→ Tareas a realizar:
#1 Reescribe como una lista breve la nota del texto sobre la liberación nacional que empieza con «Hay algunos críticos del desarrollo» y conserva sus datos principales.
#2 Prosigue el texto sobre la liberación nacional a partir de su última oración.

→ Texto de la página:

----------

Es solo desde esta perspectiva que sería posible concebir la proyección de nuestro movimiento histórico más allá del sectarismo, los miedos y las pequeñas rencillas judiciales entre las distintas variedades del campo nacional. De un lado y del otro solo esconden su impotencia y claudicación cuando apelan al lenguaje del derecho-humanismo sistémico, acusándose mutuamente de “terroristas” en el lenguaje del enemigo común: la democracia colonial. Reconciliación nacional, honor y amnistía para todos los que lucharon en nuestra última guerra civil. Porque la efectiva “liberación” sólo es posible dejando a un lado las divisiones absurdas trazadas desde afuera, de la mano de una actitud que no tenga como destino ni el Estado, ni la mera transformación de la estructura económica de la sociedad, sino el dar parto a un hombre nuevo en nosotros y el renacimiento de nuestra civilización en clave imperial. Malvinas será su capital y la Reconquista de nuestra completa extensión territorial y marítima será el motor inmóvil de todos nuestros esfuerzos colectivos. ¡Honor y gloria a todos nuestros muertos! ///// DB
[1] Dugin tiene un artículo entero sobre este tema, cuya lectura recomendamos. Aleksandr Dugin, “Modernization without Westernization”, en The Russian Thing Vol. 1, Arktogeya, Moscu, 2001, trad. Jafe Arnold, recuperado de www.eurasianist-archive.com.
[2] Hay algunos críticos del desarrollo sin más, como Theodore Kaczynski o Pentti Linkola, cuyos argumentos es fácil pasar por alto en nombre de un realismo acrítico, si bien resultan importantes en lo que respecta al fondo del asunto. En modo alguno tomamos la posición de estos “enemigos de la sociedad industrial”, como tampoco la del tradicionalismo integral en su formulación clásica (Julius Evola, René Guenón), los más radicales “enemigos de la Modernidad”. Y está claro que Dugin está más cerca de ellos que nosotros. Sin embargo, no querríamos dejar de aclarar que estos resultan pensadores mucho más profundos y revolucionarios que los que intentan anegar todo pensamiento y reflexión en superficiales cálculos económicos o en mendigados márgenes de acción política cuyos efectos siempre se harían esperar al precio de hipotecar nuestro ser: la posibilidad, la potencia de un decir y de un obrar plenos, absolutos.

----------

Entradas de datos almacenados
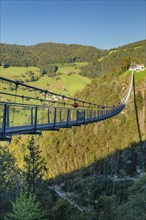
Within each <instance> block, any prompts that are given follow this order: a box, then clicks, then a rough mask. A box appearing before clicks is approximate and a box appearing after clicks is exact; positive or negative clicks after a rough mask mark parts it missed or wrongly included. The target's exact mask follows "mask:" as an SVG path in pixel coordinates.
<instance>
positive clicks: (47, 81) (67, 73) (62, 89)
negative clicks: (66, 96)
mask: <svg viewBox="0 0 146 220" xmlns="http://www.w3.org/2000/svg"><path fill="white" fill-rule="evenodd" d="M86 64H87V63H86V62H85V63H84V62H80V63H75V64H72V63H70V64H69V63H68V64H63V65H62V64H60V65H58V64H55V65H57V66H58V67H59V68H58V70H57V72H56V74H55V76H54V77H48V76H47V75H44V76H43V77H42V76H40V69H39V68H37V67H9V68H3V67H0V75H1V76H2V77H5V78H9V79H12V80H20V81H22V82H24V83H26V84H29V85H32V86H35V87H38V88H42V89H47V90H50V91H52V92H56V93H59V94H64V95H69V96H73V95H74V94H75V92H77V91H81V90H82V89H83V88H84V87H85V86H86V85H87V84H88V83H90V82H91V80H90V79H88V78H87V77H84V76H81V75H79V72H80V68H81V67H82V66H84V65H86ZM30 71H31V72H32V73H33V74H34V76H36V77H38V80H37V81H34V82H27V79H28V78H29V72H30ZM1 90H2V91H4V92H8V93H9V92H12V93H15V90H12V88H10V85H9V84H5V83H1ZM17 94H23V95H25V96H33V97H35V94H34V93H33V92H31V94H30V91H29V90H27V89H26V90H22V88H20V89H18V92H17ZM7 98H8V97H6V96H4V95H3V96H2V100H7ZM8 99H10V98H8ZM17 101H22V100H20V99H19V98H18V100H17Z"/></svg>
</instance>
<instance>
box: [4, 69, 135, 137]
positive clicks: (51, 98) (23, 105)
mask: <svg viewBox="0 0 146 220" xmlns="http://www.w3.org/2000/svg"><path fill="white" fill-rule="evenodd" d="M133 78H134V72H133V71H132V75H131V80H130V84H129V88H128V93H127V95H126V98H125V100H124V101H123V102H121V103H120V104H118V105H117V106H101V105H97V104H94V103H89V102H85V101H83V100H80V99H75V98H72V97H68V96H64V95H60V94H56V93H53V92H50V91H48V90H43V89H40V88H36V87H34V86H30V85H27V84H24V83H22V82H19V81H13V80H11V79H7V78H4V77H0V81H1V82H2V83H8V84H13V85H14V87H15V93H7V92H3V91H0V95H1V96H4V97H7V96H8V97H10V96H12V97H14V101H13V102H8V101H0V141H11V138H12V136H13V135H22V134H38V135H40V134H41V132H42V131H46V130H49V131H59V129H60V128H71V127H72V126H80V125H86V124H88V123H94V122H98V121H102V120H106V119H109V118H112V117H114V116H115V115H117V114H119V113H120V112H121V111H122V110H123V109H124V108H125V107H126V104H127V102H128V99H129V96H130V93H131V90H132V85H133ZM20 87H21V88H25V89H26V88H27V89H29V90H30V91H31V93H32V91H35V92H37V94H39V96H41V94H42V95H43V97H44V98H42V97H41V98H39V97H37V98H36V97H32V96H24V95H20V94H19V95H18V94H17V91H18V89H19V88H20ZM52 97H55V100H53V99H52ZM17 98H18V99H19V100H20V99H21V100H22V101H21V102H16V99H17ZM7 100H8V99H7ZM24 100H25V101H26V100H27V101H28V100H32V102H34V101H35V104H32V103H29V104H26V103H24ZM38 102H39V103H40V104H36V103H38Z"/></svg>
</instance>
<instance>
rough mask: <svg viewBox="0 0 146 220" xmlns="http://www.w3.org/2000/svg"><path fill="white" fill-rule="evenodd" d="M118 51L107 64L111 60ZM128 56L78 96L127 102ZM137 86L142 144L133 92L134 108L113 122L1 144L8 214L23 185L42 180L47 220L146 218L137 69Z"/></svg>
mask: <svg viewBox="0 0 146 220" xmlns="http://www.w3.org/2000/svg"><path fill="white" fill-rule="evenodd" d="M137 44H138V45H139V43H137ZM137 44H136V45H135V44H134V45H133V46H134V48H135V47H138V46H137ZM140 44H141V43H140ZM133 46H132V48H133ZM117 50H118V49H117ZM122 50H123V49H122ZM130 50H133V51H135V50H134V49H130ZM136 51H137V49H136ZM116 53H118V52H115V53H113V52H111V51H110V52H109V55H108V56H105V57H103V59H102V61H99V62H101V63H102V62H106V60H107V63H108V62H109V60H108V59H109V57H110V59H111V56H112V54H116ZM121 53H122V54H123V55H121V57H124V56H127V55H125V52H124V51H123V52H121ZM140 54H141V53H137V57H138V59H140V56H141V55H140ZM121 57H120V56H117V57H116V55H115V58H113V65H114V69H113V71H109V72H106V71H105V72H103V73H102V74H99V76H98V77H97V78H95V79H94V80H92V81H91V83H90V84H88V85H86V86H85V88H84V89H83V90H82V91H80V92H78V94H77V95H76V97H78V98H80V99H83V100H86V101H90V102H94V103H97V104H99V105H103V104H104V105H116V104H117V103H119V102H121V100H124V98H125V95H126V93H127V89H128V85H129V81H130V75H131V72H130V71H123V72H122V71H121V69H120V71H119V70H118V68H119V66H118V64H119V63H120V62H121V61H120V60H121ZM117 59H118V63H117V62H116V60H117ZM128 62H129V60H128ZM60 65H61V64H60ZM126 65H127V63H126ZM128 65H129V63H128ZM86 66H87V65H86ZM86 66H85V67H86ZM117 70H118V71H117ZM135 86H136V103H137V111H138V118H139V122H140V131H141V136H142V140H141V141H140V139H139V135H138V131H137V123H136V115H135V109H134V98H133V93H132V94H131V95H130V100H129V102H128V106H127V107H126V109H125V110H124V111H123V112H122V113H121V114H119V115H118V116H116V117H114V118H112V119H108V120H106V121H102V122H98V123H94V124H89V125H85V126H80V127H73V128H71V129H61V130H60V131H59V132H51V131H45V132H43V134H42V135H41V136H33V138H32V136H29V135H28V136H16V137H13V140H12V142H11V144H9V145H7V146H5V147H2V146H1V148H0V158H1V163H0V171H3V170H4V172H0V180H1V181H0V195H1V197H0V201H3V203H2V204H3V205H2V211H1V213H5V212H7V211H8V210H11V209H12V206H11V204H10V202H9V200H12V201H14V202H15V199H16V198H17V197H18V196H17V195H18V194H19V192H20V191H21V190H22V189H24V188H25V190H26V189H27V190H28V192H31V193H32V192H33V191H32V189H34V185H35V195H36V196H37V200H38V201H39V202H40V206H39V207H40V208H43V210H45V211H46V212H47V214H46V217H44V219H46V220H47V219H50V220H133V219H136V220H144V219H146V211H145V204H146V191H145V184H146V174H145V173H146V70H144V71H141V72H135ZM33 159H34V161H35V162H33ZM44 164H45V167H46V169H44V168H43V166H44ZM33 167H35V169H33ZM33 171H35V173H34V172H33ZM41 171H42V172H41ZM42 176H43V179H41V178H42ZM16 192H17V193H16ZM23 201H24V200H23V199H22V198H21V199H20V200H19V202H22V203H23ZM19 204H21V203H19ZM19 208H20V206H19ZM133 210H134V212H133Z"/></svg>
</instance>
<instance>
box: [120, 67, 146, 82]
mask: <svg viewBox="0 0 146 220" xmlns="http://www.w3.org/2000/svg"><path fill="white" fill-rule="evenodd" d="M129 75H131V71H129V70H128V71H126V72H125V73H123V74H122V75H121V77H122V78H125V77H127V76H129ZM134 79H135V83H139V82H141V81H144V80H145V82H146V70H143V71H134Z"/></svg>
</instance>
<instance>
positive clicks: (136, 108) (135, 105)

----------

→ Respuestas del ejercicio:
#1
- Hay críticos del desarrollo sin más, como Theodore Kaczynski o Pentti Linkola. Sus argumentos suelen pasarse por alto en nombre de un realismo acrítico, aunque son importantes para el fondo del asunto.
- El texto no adopta la posición de estos «enemigos de la sociedad industrial».
- Tampoco adopta la del tradicionalismo integral en su formulación clásica (Julius Evola, René Guenón), los más radicales «enemigos de la Modernidad».
- Dugin está más cerca de ellos que quienes escriben.
- Aun así, se los considera pensadores mucho más profundos y revolucionarios que quienes reducen todo pensamiento a superficiales cálculos económicos o a mendigados márgenes de acción política. Según la nota, esos efectos siempre tardarían y costarían hipotecar «nuestro ser»: la posibilidad de un decir y un obrar plenos, absolutos.

#2
[3] Por si queda alguna duda, nada de esto tiene que ver con la discusión recurrente en torno a la “meritocracia”. La estupidez de que hacer dinero constituye una cualificación moral solo es equiparable a la tesis de que un “salario universal” podría enmendar la falta de trabajo. La propiedad, por su parte, no apareja trabajo ni mérito necesariamente (hay demasiada gente que vive de rentas o del ejercicio de la usura). Por otro lado, la pobreza tampoco hace bueno a nadie. Y también hay gente que elige trabajar lo mínimo indispensable, ¿es por eso acaso censurable éticamente hablando? A tales efectos, no es “más o menos” lo que hace la diferencia, sino el “qué”. La riqueza de las naciones es un indicador de poder nacional, es cierto, y es deseable tener metas productivas comunes, pero eso no convierte a la riqueza en un destino personal que podamos considerar “bueno” en sí mismo. Ni siquiera Adam Smith creía eso.